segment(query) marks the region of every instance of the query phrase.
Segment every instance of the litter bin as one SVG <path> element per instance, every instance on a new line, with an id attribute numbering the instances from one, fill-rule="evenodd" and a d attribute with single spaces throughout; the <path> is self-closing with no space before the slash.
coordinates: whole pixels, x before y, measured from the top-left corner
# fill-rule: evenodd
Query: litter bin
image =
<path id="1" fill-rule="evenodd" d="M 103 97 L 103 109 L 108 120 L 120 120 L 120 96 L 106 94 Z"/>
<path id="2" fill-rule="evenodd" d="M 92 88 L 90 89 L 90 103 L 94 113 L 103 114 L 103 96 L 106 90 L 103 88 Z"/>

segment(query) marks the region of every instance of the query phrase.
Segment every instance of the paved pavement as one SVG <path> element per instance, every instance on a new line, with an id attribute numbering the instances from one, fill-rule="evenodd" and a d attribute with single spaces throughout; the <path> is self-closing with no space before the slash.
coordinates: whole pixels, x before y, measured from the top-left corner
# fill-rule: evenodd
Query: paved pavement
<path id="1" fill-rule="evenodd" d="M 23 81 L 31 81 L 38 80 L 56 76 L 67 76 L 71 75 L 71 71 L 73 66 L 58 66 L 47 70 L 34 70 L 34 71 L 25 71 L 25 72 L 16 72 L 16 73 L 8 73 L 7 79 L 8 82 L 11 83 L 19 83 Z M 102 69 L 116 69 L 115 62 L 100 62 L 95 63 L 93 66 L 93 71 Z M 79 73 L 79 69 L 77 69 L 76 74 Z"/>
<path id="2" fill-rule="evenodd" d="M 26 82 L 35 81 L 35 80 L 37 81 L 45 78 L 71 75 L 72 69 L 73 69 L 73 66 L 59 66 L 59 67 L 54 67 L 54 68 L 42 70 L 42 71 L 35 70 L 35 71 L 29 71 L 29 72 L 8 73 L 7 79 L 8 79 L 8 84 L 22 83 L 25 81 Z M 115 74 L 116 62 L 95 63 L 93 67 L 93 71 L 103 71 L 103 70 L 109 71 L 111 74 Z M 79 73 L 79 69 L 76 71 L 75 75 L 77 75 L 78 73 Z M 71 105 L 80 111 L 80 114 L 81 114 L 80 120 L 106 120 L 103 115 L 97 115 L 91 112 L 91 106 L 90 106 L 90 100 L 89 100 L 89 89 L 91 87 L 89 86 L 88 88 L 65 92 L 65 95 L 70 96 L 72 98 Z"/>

» Work task
Keeping every word and mark as it is, print the entries above.

» Written answer
segment(query) marks the region of every instance of the query phrase.
Segment every instance of the litter bin as one SVG <path> element per instance, every instance on a new line, with an id attribute numbering the instances from one, fill-rule="evenodd" and a d attribute with single spaces throughout; the <path> is self-closing with no space before the slash.
coordinates: whole pixels, x before y, measured from the top-left corner
# fill-rule: evenodd
Query: litter bin
image =
<path id="1" fill-rule="evenodd" d="M 103 97 L 103 109 L 108 120 L 120 120 L 120 96 L 106 94 Z"/>
<path id="2" fill-rule="evenodd" d="M 92 88 L 90 89 L 90 103 L 94 113 L 103 114 L 103 96 L 106 90 L 103 88 Z"/>

segment(query) marks the region of every instance of the query phrase.
Segment every instance of the paved pavement as one SVG <path> element per instance, every instance on a new line, with an id attribute numbering the instances from one, fill-rule="evenodd" and a d attribute with single spaces throughout; the <path> is self-closing with no space before the slash.
coordinates: whole pixels, x before y, measured from the top-left corner
# fill-rule: evenodd
Query: paved pavement
<path id="1" fill-rule="evenodd" d="M 23 81 L 31 81 L 38 80 L 56 76 L 67 76 L 71 75 L 71 71 L 73 66 L 58 66 L 47 70 L 34 70 L 34 71 L 25 71 L 25 72 L 16 72 L 16 73 L 8 73 L 7 79 L 8 82 L 11 83 L 19 83 Z M 102 69 L 116 69 L 115 62 L 100 62 L 95 63 L 93 66 L 93 71 Z M 79 73 L 79 69 L 77 69 L 76 74 Z"/>
<path id="2" fill-rule="evenodd" d="M 26 82 L 35 81 L 35 80 L 37 81 L 45 78 L 71 75 L 72 69 L 73 69 L 73 66 L 59 66 L 59 67 L 54 67 L 54 68 L 42 70 L 42 71 L 35 70 L 35 71 L 29 71 L 29 72 L 8 73 L 7 79 L 8 79 L 8 84 L 22 83 L 25 81 Z M 115 74 L 116 62 L 95 63 L 93 67 L 93 71 L 103 71 L 103 70 L 109 71 L 111 74 Z M 79 73 L 79 69 L 76 71 L 75 75 L 77 75 L 78 73 Z M 71 105 L 80 111 L 80 114 L 81 114 L 80 120 L 106 120 L 103 115 L 97 115 L 91 112 L 91 106 L 90 106 L 90 100 L 89 100 L 89 89 L 91 87 L 89 86 L 88 88 L 65 92 L 65 95 L 70 96 L 72 98 Z"/>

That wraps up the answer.